--- Start of Supplied passage ---

Do you channel your inner Zuckerberg? Or are you more Branson? Perhaps, dare we say it, you see yourself as the next Trump.
Entrepreneurs come in all shapes and sizes, each with their own unique strengths, skills, backgrounds and goals. There may not be a one-size-fits-all approach, but we’ve identified seven categories that most successful entrepreneurs can identify with.
What type of entrepreneur best suits you?
1. The maker
When Andrew Jennings decided to transform his childhood passion for watches into a business, he didn’t think twice about quitting his job in the city. Aged 10, Andrew inherited a Rolex Daytona from his uncle. Today, his business Larsson & Jennings sells a watch every four minutes. Selling luxury, Swiss-made watches at affordable prices the company has moved from online only to bricks and mortar stores. His design-conscious consumer base (which includes high-profile fans such as Emma Watson and Suki Waterhouse) continues to grow and the business saw a turnover of more than £8.5 million last year.
What Andrew says: “The road to success starts with failure.”
2. The seller
The name Cadbury goes hand-in-hand with chocolate, but James Cadbury the great-great-great-grandson of the legendary chocolatier John Cadbury, decided to go it alone. Love Cocoa delivers six varieties of letterbox-sized chocolate the day after they’re ordered online. Following in the footsteps of other start-up successes including Bloom and Wild, Graze, and Pact Coffee, James plans for Love Cocoa to expand through crowdfunding, moving from online-only retail to bricks and mortar stores.

--- End of Supplied passage ---
--- Start of Given records ---

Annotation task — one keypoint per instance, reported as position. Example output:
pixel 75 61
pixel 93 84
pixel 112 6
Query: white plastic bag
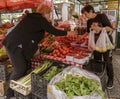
pixel 91 42
pixel 102 44
pixel 114 37
pixel 57 94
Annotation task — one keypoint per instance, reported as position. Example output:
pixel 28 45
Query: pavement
pixel 115 92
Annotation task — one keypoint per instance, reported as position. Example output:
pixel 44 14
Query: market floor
pixel 115 92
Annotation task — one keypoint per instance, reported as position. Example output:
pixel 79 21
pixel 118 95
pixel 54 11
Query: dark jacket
pixel 28 33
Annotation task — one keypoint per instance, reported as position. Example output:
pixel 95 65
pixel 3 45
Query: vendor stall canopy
pixel 12 5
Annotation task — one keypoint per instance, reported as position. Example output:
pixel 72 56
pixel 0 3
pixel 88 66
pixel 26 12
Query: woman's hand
pixel 95 27
pixel 72 33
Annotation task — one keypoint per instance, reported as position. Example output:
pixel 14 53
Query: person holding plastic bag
pixel 22 42
pixel 99 23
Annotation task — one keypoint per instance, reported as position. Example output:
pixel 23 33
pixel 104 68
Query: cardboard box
pixel 2 88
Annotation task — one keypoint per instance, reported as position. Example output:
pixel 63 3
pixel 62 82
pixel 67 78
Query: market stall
pixel 59 57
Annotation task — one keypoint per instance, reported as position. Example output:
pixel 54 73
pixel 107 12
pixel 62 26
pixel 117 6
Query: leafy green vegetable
pixel 74 85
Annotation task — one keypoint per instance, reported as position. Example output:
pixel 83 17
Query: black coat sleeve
pixel 47 26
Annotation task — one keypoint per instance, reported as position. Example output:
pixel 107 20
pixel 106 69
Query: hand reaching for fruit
pixel 55 43
pixel 72 33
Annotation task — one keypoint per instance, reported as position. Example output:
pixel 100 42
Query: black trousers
pixel 20 67
pixel 107 57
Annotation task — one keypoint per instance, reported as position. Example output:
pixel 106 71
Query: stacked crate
pixel 5 70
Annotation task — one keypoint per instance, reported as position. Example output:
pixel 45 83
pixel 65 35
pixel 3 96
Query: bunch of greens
pixel 76 85
pixel 52 72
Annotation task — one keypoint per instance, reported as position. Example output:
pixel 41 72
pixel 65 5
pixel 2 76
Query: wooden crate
pixel 25 90
pixel 2 88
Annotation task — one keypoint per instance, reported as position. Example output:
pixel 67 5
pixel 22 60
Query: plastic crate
pixel 5 71
pixel 98 68
pixel 39 84
pixel 20 96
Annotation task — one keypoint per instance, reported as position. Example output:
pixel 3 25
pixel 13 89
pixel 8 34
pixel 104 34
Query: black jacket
pixel 28 33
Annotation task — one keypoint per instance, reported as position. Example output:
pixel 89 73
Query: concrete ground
pixel 115 92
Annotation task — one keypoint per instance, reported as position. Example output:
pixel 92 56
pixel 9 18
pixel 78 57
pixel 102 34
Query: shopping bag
pixel 102 44
pixel 114 37
pixel 91 42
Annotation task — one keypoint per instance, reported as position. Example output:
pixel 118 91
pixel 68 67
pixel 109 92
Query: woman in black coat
pixel 22 42
pixel 98 21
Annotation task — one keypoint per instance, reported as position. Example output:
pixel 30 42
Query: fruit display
pixel 64 48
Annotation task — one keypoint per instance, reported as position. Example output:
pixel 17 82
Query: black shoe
pixel 110 84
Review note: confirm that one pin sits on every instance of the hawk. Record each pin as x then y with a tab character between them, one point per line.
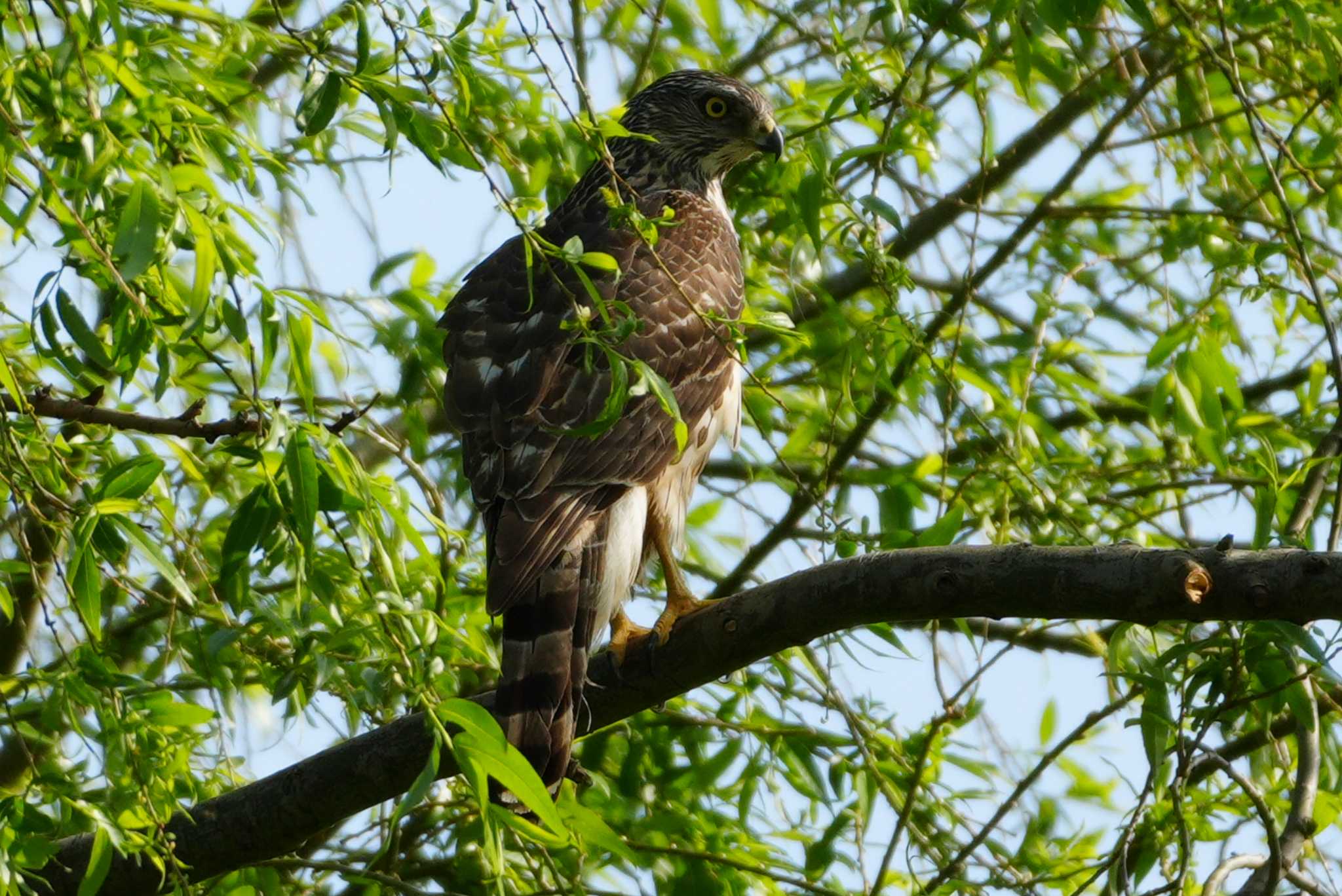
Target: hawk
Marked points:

--- End of Given records ---

Carry on the article about types of entrepreneurs, starting right after its last sentence.

What James says: “I like the idea of crowdfunding as people who like the product have a chance to also own part of the business and endorse it.”
3. The platform creator
Why should booking a shop be any more complicated than booking a hotel room? This is the belief behind Ross Bailey’s Appear Here pop-up shop booking platform. Think of it as a sort of Airbnb for the retail sector. Helping start-ups find trading space to rent on a weekly basis, the platform launched in 2013 when Ross was just 21. Today, Ross and his team are committed to building the technology to make the platform as efficient and streamlined as possible. It’s an expensive route, but it’s paying off – Appear Here works with more than 35,000 brands and retailers looking for short-term lets in the UK.
What Ross says: “I think entrepreneurs have to be blindly optimistic, they have to believe this amazing thing is going to happen so that the obstacles they hit are so insignificant that they don’t matter.”
4. The Distributor
It was James Ashwell’s personal experience of dementia that prompted Unforgettable – a website that provides products, advice and support for people suffering with dementia or memory loss. After the sudden death of his dad in 2006, James realised his mum was suffering with dementia. At 25, he became her full-time carer and soon recognised the lack of dementia-specific products on the market. Unforgettable offers products from personalised jigsaws and GPS trackers to the first dementia-specific power of attorney – all things that make a big difference when you’re dealing with dementia. Read our Unforgettable Founder Story on James Ashwell here.
What James says: “[In years to come] I really hope people will be looking back and saying: ‘Do you remember 20 years ago when there was nothing available for the 50 million people who have dementia?’”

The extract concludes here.